Given problem:
All the data should come back exactly as it was given.

Task input:
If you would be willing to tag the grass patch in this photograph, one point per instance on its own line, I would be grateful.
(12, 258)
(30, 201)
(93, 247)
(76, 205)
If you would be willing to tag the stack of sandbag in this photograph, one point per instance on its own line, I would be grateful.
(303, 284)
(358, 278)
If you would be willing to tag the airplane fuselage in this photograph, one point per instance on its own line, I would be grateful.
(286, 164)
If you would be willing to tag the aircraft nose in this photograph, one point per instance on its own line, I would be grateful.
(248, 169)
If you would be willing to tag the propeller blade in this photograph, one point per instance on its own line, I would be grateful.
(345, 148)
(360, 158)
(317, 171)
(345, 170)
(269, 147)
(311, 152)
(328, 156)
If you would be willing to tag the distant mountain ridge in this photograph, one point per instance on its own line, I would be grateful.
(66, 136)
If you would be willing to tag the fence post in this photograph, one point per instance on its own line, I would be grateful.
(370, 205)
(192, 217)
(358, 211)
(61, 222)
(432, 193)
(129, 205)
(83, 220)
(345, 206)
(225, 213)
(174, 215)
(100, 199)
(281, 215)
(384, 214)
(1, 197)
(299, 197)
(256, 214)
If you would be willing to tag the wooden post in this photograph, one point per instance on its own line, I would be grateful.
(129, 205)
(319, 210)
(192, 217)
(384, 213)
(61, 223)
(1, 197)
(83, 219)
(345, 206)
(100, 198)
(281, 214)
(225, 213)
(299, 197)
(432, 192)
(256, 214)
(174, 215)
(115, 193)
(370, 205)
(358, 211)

Solution to this problem:
If you would be willing to tag the grass patch in this photograph, one point per instance on its own line, I would be grateful.
(12, 258)
(30, 201)
(93, 247)
(76, 205)
If you would be willing to tag the stack of sandbag in this photograph, one point per instance on its own line, I would be grateful.
(303, 284)
(358, 278)
If you would be willing to tag the airplane fuselage in this photograph, one point per instance on its own line, I would be grateful.
(286, 164)
If you would be willing to tag the aircraft nose in this photograph, one point per instance on its own line, I would be grateful.
(248, 169)
If you would be willing to tag the propeller blade in this photograph, one point per instance on its own line, I would be grateful.
(345, 148)
(360, 158)
(317, 171)
(345, 170)
(269, 147)
(311, 152)
(328, 156)
If you would be willing to tag the distant mountain ridge in this photograph, one point per instance on its own line, I would be grateful.
(66, 136)
If you would be willing to tag the fence post in this photograph, one point per instance on its own line, I would be grateful.
(370, 205)
(192, 217)
(358, 211)
(61, 222)
(432, 193)
(129, 205)
(83, 220)
(345, 206)
(225, 213)
(174, 215)
(100, 199)
(281, 215)
(384, 214)
(1, 197)
(299, 197)
(256, 214)
If you would be willing to tag the wooden post in this photograph, one point per instance on its own line, I would be grateful.
(129, 205)
(319, 210)
(192, 217)
(384, 213)
(61, 223)
(1, 197)
(83, 219)
(345, 206)
(100, 198)
(281, 214)
(225, 213)
(299, 197)
(432, 192)
(256, 214)
(174, 215)
(115, 193)
(370, 205)
(358, 211)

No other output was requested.